● SHORT PROBLEM
Lay out the rows below as a numbered list, leaving out blank lines and the pictures.

****************************************

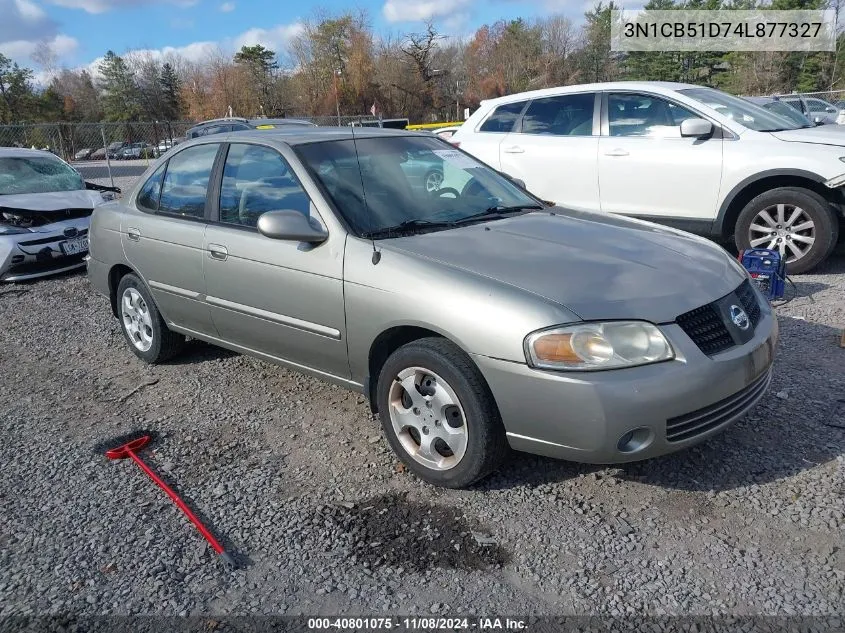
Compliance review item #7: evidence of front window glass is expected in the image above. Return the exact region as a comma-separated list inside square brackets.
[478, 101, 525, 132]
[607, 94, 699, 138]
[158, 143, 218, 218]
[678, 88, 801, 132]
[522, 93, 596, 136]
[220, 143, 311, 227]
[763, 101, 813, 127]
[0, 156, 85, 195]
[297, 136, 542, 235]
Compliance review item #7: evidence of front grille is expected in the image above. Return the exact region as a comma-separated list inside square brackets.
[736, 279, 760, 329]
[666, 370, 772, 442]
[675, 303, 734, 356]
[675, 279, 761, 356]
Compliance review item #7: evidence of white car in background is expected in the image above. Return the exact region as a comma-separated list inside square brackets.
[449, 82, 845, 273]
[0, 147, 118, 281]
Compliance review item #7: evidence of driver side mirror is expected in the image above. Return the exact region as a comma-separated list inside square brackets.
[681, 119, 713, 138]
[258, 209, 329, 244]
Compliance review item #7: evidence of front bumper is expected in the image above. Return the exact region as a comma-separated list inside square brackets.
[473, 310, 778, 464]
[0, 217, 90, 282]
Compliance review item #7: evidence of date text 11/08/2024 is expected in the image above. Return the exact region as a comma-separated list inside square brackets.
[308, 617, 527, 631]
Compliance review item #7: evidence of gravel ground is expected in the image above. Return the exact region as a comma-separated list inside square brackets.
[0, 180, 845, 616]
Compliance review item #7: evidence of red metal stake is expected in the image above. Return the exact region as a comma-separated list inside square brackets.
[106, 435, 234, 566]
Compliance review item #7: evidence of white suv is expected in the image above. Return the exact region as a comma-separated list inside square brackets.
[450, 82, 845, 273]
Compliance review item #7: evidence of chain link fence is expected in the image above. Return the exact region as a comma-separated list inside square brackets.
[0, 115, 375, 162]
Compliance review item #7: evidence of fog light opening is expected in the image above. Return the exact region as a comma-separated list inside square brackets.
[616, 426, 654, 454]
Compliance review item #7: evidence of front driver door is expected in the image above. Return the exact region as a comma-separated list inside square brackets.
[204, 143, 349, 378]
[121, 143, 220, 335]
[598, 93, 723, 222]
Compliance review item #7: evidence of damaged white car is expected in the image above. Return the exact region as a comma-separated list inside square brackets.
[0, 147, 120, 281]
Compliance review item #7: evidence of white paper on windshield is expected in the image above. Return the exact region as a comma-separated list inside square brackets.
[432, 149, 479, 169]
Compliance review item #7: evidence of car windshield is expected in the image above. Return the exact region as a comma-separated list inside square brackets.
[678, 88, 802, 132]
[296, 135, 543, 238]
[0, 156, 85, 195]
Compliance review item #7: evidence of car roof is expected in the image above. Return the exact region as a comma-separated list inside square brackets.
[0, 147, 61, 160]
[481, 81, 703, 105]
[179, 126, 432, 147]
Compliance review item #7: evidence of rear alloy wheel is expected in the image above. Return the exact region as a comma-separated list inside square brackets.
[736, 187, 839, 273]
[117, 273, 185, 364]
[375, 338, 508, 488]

****************************************

● ANSWER TO THIS PROBLEM
1. Compliance review item #7: evidence of front window glass is expected in the image above. Return the exact region as a comma-separated list inside square brackets.
2. [478, 101, 525, 132]
3. [607, 94, 699, 138]
4. [158, 143, 218, 218]
5. [678, 88, 801, 132]
6. [522, 93, 596, 136]
7. [220, 143, 311, 227]
8. [763, 101, 813, 127]
9. [0, 156, 85, 195]
10. [297, 136, 542, 235]
11. Compliance review item #7: evidence of front grille is expected in the image above. Return the exact region as a comma-separated list inside square brackets.
12. [736, 279, 760, 329]
13. [666, 370, 772, 442]
14. [675, 303, 734, 356]
15. [675, 279, 761, 356]
16. Compliance review item #7: evidence of white car in background is expected in the image above. Return the exact region as a comma-separated list inside square brackets.
17. [449, 82, 845, 273]
18. [0, 147, 118, 281]
19. Compliance review item #7: evidence of driver side mirror is expected in the image above. Return the exact region as a comma-separated list inside square brackets.
20. [681, 119, 713, 138]
21. [258, 209, 329, 244]
22. Compliance review item #7: evidence of front bumper is expected in the image above. Return the exact region as a comma-separated list inside square brackets.
23. [473, 310, 778, 464]
24. [0, 217, 90, 282]
25. Compliance review item #7: evidence of date text 11/08/2024 is expected in the image above. Return the exact region as a comma-separated list inside square brackets.
26. [308, 617, 527, 631]
27. Compliance review item #7: evidence of gravel ground is expected in the image above. Return the exact region as a comma-separated list inside square brackets.
28. [0, 180, 845, 616]
29. Compliance review item #7: evidence of red metal stake is expected in the image above. Return the exact region as a comma-separated list inside square brackets.
30. [106, 435, 234, 566]
31. Compliance review item #7: evidence of white suv is expected in the image above. Return the exact region as a comma-separated list inside square brackets.
32. [450, 82, 845, 273]
33. Compliance review item #7: evidence of chain link fence is expected in the image above. Return the exact region as a comma-separated list inside square brackets.
34. [0, 115, 375, 162]
35. Compliance review item #7: evidence of fog light opening is expected in the image above. Return the exact region as a comma-separated list inside square brackets.
36. [616, 426, 654, 454]
37. Compliance review item #7: evidence of front driver door is expected in the image above. Return the exact region as a comma-separated list inside square brackets.
38. [204, 143, 349, 378]
39. [121, 143, 220, 335]
40. [598, 93, 723, 222]
41. Compliance review item #7: evidence of damaged white car is expected in the image above. Return the exact region as a comma-separated list inside square brackets.
42. [0, 147, 120, 281]
43. Compliance review item #7: evidence of white paper on windshield is expected in the image above. Return the exact region as a comma-separated list inside square brackets.
44. [432, 149, 479, 169]
45. Compliance review item #7: evidence of car windshield is expected in the image above. Return the exact region as a comma-separated list inside square brackets.
46. [678, 88, 802, 132]
47. [296, 135, 543, 238]
48. [0, 156, 85, 195]
49. Compliance review item #7: evidence of car roof is expected in the image above. Return the exact region as a comma-separated list inside square brackets.
50. [0, 147, 61, 160]
51. [481, 81, 703, 105]
52. [179, 126, 432, 147]
53. Compliance review item #7: evidence of rear alloy wheel is expected in the image above. Return the exact region as a comma-separated list inside square brackets.
54. [736, 187, 839, 273]
55. [117, 273, 185, 364]
56. [375, 338, 508, 488]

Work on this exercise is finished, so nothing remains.